Data provided:

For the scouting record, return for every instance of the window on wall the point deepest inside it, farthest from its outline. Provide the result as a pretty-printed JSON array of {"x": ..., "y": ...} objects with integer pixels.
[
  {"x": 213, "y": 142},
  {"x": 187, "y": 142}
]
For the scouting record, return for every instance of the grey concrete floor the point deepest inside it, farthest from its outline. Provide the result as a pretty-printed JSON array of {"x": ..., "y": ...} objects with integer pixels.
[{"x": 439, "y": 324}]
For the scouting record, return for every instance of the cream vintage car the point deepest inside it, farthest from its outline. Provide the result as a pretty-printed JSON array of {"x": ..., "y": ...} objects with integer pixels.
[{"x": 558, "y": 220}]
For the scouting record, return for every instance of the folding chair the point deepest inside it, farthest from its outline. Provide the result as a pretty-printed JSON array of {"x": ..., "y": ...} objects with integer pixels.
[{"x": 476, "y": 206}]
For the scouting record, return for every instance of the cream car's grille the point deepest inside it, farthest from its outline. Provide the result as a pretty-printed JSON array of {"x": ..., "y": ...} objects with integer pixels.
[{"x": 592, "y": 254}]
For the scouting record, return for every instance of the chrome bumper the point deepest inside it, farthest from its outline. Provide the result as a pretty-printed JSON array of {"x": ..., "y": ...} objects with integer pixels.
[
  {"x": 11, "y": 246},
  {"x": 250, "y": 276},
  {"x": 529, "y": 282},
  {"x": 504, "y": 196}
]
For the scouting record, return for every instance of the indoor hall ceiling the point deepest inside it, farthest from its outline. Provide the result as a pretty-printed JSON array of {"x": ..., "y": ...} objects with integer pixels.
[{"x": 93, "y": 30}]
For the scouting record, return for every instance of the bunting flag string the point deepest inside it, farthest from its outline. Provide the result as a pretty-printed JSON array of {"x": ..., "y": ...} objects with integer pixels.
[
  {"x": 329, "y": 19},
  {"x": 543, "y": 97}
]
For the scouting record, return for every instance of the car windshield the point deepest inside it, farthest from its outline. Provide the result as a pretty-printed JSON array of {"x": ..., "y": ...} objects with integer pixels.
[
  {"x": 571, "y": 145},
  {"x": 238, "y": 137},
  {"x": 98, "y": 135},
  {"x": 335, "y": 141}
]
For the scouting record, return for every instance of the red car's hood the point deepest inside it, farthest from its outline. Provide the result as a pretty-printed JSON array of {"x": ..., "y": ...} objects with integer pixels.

What this task involves:
Find "the cream car's" in the records above. Repeat its line and every later line exactly, through the last one.

Response to the task:
For the scouting record, return for every instance of the cream car's grille the point deepest inside it, farthest from its outline. Provide the result as a pretty-printed JSON array of {"x": ..., "y": ...} objects with integer pixels.
[{"x": 592, "y": 254}]
For the scouting record, return for every instance of the chrome bumper the point deepest inside it, farthest from its outline. Provide the result as a pretty-printed JSON array of {"x": ..., "y": ...} objects with integer pixels.
[
  {"x": 11, "y": 246},
  {"x": 250, "y": 276},
  {"x": 529, "y": 282},
  {"x": 504, "y": 196}
]
For the scouting record, return for every instance of the indoor hall ceiling the point deepest inside it, farthest from its outline. Provide the result as a pretty-printed JSON array of {"x": ..., "y": ...} objects with integer pixels.
[{"x": 93, "y": 30}]
For the scouting record, return for every instance of the bunting flag string the point deepest inside it, farthest from its outline. Provide the result as a pretty-printed JSON array of {"x": ..., "y": ...} objects with integer pixels.
[
  {"x": 329, "y": 19},
  {"x": 543, "y": 97}
]
For the scouting record, return for every instance of the car windshield the point deepest inside it, farthest from its outline. Provide the result as a pretty-printed JSON array of {"x": ..., "y": ...} objects with integer pixels.
[
  {"x": 571, "y": 145},
  {"x": 238, "y": 137},
  {"x": 98, "y": 135},
  {"x": 335, "y": 141}
]
For the scouting record, return for every instance of the red car's hood the point deepest inside it, farthest from its outline. Provide the result as a pretty-printed JSON array of {"x": ..., "y": ...} objects with integer pixels.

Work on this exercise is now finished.